(YOUR TASKS):
1/ Count the lines in the entries below that contain the string "scute", and give only that number.
2/ Write what comes next in the football awards text below, picking up after its final sentence.

FWA Footballer of the Year
The FWA Footballer of the Year award for 2007 was also won by Cristiano Ronaldo. The award is presented by the Football Writers' Association and voted for by its members. This year, Didier Drogba came second and Ryan Giggs and Paul Scholes came third and fourth respectively.

Premier League Manager of the Season
The Premier League Manager of the Season award was presented to Manchester United's Sir Alex Ferguson before the club's final game of the season against West Ham United.

Premier League Player of the Season
The Premier League Player of the Season award was also presented before Manchester United's game with West Ham United on the last day of the season, and was awarded to Cristiano Ronaldo, granting him the sextuple of PFA Players' Player, Young Player, Fans' Player of the Year, Barclays Premiership Player of the Season, Football Writers' Association Player of the Year and a place in the Team of the Year.

(Excerpts of pointing data):
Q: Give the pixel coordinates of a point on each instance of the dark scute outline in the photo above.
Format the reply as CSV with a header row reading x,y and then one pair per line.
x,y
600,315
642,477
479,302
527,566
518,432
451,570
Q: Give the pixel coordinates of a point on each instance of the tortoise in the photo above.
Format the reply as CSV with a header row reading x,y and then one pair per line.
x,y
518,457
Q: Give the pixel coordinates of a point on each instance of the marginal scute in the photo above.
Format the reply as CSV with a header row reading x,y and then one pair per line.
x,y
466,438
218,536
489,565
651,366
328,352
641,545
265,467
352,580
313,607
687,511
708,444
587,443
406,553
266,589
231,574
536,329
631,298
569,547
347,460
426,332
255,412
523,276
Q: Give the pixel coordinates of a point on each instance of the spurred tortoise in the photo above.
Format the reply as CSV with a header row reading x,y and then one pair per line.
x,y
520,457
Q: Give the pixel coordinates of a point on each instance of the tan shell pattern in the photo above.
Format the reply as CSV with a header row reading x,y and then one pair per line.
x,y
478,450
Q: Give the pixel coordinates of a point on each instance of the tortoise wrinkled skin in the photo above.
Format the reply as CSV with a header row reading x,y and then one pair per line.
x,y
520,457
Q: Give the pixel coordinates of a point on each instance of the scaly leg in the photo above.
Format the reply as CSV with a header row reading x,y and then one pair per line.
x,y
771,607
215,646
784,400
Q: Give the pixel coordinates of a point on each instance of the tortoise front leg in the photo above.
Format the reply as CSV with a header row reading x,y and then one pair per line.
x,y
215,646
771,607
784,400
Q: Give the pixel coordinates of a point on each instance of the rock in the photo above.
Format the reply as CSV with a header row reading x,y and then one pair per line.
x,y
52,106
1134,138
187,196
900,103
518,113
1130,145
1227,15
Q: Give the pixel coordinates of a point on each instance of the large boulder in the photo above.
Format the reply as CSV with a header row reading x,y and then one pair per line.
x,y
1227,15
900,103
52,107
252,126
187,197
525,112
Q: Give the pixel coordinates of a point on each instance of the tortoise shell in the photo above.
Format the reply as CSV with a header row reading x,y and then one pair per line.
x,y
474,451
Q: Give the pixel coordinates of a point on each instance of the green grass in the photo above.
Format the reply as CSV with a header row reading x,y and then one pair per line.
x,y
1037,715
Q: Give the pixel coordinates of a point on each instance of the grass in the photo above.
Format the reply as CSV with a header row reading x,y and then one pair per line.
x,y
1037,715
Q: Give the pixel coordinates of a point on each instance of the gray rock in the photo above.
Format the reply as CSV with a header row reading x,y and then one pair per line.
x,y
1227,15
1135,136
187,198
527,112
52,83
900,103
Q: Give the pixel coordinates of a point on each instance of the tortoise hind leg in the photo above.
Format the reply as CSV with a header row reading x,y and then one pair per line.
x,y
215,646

(ANSWERS FOR THIS EXERCISE):
1/ 2

2/
Premier League Merit Award
Ryan Giggs was presented with this special award at the same time as the Manager and Player of the Season Awards were given out, in recognition of his record of nine Premier League titles.

Premier League Golden Glove
The Premier League Golden Glove award was presented to Liverpool's Pepe Reina for the second successive season after keeping 19 clean sheets, ahead of Tim Howard of Everton (14) and Marcus Hahnemann of Reading (13).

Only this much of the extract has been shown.